*** RAW RECORDS ***

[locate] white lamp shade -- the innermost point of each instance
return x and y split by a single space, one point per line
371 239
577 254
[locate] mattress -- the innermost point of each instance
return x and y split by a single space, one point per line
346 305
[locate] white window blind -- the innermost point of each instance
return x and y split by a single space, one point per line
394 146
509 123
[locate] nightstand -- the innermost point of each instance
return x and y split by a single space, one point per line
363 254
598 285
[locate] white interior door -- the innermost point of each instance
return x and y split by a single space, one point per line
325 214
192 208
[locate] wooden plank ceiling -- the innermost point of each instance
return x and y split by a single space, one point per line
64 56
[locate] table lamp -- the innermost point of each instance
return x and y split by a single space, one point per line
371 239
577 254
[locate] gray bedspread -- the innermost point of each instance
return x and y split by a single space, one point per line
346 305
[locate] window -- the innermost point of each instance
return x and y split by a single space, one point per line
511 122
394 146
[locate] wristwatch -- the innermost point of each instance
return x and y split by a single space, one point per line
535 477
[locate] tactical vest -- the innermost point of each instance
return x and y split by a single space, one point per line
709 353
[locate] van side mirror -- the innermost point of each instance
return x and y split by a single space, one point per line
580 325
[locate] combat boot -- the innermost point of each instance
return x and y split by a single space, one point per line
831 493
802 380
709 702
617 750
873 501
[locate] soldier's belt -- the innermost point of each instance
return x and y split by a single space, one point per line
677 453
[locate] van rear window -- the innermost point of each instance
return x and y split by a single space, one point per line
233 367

***

## WHAT IS BEING ASKED
Copy out the stretch from the line containing "[locate] tactical vest" through the end of the rows, including both ends and keeping the requests unchanged. Offset every coordinate in the answers by adding 143 to it.

## RESPONSE
[locate] tactical vest -- the innermost point of each instance
return x and y split by a single space, one point per line
852 496
[locate] van side mirror -- the innermost point of each instance
return x and y split by a single space, one point per line
723 468
[locate] combat boot -- the innermost point of each instance
return x and y split by a single space, one point per line
974 636
945 523
852 845
760 893
1016 644
[locate] soldier's belt -- the innermost point of each instance
return x and y split by a single space, one point per line
820 596
[locate] van rear window -- the innermost point of each instance
return x and y split by a single space, one point per line
376 510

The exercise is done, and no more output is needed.